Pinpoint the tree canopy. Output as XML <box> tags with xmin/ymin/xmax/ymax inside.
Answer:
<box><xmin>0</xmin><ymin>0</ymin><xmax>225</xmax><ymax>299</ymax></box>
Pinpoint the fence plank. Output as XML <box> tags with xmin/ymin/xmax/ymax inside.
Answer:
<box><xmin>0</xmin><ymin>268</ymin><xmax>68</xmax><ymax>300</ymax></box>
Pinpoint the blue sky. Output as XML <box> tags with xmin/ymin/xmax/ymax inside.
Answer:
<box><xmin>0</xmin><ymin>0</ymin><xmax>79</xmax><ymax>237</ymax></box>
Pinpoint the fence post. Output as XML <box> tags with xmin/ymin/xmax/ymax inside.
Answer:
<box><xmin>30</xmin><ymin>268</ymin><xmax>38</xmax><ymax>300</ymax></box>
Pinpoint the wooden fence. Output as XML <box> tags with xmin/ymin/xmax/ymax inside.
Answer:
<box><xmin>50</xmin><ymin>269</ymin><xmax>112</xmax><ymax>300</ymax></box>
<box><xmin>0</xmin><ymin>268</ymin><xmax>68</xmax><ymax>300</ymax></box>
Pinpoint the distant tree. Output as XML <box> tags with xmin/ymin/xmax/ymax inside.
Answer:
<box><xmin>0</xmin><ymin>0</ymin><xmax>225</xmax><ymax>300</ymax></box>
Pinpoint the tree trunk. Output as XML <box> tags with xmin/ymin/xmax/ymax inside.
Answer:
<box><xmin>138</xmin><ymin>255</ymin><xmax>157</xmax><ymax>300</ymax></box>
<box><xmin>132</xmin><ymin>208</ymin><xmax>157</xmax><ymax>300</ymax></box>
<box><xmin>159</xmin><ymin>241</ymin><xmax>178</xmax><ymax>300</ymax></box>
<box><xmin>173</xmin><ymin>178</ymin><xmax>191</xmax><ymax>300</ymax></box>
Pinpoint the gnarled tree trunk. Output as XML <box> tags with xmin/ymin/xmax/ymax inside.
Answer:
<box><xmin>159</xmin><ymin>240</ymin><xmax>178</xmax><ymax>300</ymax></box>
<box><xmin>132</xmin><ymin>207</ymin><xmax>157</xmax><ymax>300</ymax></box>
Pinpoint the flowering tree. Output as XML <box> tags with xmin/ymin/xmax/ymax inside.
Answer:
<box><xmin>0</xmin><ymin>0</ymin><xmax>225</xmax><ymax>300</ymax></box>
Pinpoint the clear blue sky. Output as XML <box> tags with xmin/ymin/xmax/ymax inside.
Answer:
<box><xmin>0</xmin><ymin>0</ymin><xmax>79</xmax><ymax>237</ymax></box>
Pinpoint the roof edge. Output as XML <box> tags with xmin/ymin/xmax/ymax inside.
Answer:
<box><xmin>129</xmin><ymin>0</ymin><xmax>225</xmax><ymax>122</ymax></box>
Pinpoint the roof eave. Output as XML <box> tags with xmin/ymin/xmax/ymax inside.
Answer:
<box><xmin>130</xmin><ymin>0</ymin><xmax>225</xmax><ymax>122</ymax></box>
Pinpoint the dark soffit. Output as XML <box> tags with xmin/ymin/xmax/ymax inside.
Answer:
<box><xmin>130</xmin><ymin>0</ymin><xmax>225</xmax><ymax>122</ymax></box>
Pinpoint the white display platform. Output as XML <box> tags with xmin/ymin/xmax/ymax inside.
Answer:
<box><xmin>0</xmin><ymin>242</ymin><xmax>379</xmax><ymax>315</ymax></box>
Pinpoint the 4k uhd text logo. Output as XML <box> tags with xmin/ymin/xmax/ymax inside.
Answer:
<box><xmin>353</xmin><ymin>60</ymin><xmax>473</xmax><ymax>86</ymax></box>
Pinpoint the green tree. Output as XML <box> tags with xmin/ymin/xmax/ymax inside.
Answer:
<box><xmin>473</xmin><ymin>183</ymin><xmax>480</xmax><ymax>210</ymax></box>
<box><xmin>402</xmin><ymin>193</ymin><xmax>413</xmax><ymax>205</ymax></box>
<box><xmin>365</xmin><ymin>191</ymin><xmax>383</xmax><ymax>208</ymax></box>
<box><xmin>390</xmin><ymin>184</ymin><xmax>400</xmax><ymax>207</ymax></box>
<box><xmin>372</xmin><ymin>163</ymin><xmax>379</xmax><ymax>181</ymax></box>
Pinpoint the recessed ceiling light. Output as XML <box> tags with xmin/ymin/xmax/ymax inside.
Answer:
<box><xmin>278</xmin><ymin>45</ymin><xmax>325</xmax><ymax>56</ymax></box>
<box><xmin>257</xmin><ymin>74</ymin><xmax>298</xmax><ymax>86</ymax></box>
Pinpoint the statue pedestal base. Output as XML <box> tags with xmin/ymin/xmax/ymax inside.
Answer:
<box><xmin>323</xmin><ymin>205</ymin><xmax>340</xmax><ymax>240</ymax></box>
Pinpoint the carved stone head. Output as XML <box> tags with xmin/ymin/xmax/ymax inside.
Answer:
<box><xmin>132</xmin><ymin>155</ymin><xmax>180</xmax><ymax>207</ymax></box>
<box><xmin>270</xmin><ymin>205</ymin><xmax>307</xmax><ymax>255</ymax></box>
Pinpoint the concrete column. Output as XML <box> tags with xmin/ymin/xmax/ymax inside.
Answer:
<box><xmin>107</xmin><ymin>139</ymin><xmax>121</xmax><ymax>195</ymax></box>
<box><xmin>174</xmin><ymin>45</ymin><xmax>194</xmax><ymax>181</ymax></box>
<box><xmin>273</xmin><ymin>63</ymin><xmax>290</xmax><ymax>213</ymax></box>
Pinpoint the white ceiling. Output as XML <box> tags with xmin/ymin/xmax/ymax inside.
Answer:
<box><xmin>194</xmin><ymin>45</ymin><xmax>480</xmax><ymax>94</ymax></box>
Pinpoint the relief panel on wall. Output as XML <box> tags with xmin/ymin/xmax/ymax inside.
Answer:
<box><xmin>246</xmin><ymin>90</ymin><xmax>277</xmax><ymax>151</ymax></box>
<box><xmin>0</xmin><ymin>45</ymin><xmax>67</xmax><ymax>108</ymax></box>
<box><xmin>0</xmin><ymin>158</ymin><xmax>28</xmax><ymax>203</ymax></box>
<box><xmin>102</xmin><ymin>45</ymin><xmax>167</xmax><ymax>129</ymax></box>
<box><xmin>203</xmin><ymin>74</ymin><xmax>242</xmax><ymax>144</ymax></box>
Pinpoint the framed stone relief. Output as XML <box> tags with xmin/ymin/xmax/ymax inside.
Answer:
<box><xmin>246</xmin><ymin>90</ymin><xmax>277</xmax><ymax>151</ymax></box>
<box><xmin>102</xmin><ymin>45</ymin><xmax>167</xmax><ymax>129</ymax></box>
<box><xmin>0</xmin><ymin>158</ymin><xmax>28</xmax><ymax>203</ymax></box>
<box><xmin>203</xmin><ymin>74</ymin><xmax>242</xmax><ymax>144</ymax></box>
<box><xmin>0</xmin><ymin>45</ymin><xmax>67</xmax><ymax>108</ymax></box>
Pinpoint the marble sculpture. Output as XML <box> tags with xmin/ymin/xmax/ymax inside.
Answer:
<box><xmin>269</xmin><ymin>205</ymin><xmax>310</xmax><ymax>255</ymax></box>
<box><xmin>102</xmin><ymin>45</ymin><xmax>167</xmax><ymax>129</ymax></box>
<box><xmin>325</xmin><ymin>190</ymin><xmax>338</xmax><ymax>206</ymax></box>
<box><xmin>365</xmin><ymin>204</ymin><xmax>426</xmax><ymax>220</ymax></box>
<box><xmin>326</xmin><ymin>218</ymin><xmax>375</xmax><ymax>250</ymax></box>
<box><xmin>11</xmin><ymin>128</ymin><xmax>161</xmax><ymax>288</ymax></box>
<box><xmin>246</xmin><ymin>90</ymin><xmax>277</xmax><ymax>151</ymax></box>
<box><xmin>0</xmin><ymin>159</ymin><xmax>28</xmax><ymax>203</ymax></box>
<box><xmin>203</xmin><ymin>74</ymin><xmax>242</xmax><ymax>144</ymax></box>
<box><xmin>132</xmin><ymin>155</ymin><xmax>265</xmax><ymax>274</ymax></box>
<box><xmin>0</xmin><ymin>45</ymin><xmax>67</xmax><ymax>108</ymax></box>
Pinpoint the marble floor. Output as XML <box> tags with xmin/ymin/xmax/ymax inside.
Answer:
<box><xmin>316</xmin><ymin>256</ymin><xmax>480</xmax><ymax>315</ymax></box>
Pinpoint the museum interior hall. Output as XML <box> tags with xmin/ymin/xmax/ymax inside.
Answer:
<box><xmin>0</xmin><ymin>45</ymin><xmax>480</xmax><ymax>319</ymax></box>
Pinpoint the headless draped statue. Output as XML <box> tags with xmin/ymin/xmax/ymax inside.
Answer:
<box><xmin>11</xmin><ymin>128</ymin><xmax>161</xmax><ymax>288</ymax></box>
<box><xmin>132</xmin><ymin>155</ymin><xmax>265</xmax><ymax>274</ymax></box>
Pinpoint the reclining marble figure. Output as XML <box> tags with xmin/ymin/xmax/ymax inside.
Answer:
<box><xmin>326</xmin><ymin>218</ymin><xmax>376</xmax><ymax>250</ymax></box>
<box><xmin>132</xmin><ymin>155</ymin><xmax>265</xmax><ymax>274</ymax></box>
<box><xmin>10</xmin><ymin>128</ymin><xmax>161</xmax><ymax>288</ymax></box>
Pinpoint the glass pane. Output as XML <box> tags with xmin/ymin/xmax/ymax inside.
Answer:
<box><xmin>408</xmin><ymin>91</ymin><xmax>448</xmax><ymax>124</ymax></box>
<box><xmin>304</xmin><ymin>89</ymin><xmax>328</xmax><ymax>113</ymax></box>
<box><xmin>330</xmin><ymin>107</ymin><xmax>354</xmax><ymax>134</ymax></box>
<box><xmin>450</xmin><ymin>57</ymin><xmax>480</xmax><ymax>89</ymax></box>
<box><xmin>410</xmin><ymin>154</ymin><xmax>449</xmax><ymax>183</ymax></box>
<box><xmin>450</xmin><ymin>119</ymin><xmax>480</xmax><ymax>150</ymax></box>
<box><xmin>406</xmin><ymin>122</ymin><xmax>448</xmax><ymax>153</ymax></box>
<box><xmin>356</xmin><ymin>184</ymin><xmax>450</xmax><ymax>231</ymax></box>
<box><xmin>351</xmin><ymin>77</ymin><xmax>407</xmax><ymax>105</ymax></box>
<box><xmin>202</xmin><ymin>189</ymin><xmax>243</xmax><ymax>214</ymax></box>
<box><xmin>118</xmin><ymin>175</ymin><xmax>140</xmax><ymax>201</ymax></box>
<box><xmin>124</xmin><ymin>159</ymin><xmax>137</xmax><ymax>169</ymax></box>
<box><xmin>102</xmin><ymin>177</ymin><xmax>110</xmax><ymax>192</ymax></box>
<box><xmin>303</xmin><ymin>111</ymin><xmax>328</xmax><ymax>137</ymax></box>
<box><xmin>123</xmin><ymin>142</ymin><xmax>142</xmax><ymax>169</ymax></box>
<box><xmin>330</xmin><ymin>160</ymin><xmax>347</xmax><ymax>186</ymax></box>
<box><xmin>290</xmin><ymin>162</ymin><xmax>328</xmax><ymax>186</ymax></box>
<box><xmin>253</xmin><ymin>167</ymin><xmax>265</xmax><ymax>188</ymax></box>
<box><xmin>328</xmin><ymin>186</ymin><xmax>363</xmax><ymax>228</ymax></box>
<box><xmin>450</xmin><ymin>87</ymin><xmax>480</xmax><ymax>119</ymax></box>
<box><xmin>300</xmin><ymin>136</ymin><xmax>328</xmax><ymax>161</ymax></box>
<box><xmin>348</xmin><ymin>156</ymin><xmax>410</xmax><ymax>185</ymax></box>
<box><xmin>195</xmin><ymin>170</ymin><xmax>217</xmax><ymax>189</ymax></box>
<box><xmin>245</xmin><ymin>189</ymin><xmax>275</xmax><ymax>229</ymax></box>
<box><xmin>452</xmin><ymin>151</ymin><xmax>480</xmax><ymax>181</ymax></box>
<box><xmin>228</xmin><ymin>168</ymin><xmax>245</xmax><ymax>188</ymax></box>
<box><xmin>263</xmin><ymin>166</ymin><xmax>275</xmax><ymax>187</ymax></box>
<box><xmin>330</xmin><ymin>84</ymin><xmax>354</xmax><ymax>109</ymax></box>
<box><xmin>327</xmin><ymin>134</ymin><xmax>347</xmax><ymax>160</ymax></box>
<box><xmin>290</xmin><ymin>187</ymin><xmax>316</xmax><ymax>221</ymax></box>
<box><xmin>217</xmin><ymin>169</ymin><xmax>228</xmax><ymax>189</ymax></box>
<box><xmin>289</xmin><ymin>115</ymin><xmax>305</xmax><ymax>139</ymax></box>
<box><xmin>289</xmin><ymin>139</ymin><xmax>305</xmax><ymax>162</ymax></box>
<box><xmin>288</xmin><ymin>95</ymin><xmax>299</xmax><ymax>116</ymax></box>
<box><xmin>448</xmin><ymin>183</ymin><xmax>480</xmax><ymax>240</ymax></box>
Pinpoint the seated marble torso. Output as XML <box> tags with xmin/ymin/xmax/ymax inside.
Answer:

________________________________________

## Task brief:
Reprint, word for word, the lines from the one containing "Pinpoint the seated" through the last line.

## Task answer:
Pinpoint the seated marble torso. Output as XML <box> tags with xmin/ymin/xmax/ymax inside.
Answer:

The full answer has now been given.